▶ **EXERCISE DATA**
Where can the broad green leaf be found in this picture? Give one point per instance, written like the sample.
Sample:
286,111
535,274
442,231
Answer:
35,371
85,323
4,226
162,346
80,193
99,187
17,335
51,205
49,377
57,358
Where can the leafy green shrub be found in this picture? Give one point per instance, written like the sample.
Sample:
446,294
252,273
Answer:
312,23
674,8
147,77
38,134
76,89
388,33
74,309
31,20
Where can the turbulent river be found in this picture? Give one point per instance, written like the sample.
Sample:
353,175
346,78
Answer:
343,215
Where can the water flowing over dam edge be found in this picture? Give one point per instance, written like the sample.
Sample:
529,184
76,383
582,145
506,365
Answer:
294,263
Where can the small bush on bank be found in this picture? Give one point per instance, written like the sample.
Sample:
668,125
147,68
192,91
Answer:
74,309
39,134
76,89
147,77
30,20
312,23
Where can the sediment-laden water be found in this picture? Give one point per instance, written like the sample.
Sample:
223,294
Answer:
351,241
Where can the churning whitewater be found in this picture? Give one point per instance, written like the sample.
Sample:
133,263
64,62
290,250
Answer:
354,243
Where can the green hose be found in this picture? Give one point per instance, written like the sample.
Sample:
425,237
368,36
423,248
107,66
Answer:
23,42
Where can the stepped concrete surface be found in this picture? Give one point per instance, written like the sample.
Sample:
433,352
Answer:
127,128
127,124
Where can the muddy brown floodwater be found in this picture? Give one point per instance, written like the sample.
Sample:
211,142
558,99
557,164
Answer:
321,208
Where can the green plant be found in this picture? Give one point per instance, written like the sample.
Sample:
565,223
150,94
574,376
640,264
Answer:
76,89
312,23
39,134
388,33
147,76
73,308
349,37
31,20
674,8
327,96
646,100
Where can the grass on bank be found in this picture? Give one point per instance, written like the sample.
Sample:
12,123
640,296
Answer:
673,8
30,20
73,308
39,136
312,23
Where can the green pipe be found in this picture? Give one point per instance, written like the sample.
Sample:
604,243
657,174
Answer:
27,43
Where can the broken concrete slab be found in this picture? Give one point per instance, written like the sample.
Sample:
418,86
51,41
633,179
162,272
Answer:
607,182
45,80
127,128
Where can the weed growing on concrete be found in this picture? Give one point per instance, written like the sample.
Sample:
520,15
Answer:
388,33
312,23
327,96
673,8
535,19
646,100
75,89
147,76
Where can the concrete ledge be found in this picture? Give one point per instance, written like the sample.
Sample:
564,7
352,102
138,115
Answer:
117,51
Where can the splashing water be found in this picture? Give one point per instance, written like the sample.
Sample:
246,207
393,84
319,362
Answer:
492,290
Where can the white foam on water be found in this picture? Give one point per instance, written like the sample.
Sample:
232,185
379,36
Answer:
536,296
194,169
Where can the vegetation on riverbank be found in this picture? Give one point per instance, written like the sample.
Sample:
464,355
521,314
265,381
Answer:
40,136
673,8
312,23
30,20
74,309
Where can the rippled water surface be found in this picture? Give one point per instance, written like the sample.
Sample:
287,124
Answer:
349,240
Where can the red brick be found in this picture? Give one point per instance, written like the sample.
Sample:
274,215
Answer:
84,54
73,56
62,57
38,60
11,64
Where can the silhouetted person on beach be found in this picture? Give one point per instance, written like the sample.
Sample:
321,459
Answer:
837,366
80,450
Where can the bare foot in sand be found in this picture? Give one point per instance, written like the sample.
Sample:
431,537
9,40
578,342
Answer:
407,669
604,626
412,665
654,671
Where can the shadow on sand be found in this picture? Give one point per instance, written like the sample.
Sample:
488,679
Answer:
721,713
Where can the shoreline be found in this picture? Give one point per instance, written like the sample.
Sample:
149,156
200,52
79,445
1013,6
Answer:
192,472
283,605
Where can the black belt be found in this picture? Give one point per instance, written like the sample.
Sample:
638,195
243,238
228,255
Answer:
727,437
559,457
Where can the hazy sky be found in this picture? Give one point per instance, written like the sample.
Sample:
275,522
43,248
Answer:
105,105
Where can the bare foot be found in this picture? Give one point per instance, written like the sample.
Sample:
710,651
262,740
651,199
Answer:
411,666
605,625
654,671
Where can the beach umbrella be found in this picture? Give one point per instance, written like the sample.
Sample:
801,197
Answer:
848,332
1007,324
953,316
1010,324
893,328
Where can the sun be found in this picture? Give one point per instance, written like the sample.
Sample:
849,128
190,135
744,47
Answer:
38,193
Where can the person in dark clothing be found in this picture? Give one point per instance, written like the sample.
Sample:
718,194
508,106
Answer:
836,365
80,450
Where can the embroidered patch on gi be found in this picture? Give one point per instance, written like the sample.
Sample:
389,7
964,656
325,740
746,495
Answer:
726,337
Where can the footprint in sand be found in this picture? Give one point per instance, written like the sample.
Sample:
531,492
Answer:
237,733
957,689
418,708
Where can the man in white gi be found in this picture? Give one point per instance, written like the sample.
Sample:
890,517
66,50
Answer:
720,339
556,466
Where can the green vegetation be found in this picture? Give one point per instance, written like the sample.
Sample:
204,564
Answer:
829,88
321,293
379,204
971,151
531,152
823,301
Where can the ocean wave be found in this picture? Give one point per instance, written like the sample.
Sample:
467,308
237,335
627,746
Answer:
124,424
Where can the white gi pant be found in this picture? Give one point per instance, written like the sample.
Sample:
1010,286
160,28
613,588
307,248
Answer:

▶ **TASK ITEM**
Retype only the lines running from the top of the listing to the line that holds "Where can the leafy", both ends included.

▶ **EXPECTED OUTPUT**
Where can the broad green leaf be found in this picture? Give one point per instance, written like the sample.
Sample:
286,111
535,274
442,231
Answer:
35,371
85,323
4,226
162,346
80,193
99,187
17,335
51,205
49,377
57,358
Where can the leafy green shrub be found in this picture? Give one point per instance, written like the sample.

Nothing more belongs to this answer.